■ Goal ■
Return the part of the text on IBM's early personal computer work from "Lowe, director of" up to and including "in 30 days!", without any changes.

■ Page extract ■
§

The company’s efforts to produce a low-end commercial product were centered at its plant in Boca Raton, Florida, known

as the Entry Level Systems unit. There, several projects were underway. An engineering team headed by Bill Sydnes was working on the System 23 Datamaster, which was a follow-up to the ill-fated 5100 series. The System 23 machine used a mix of IBM and non-IBM parts. A competing group in Boca was considering a small computer sourced
entirely
from outside IBM—in other words, buying a machine from another company.

Most of those working in Boca Raton did not believe it possible for IBM to develop its own successful personal computer, given the existing structure and culture of the company. The personal computer had been created out of an entrepreneurial spirit that didn’t exist at IBM. The personal computers’ designers were hackers and hobbyists, young radicals with long hair who wore faded jeans and listened to loud rock n roll music. The birthplace of the leading personal computer of the day, the Apple, was a garage, not a huge corporation that could not overcome its own bureaucratic inertia.

This was the message, anyway, that Bill Lowe delivered in early July of 1980 to his bosses at IBM corporate headquarters in Armonk, New York, about an hour’s drive north of New York City in the Hudson Valley. In his meeting with the Corporate Management Committee (CMC), Lowe proposed that IBM go out and buy a computer from Atari.

Lowe, director of the Boca Raton lab, was told this was blasphemy, “the dumbest thing we’ve ever heard of.” He was sent back to Florida with orders to do what ever had to be done to develop IBM’s
own
personal computer. He was to assemble a task force and bring back a prototype of IBM’s “Apple” in 30 days!

§

■ Source excerpt ■
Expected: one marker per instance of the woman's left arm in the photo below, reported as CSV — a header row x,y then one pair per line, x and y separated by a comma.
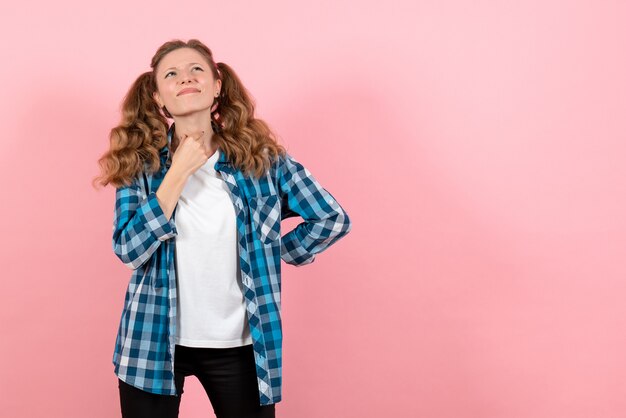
x,y
325,221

§

■ Response below ■
Lowe, director of the Boca Raton lab, was told this was blasphemy, “the dumbest thing we’ve ever heard of.” He was sent back to Florida with orders to do what ever had to be done to develop IBM’s
own
personal computer. He was to assemble a task force and bring back a prototype of IBM’s “Apple” in 30 days!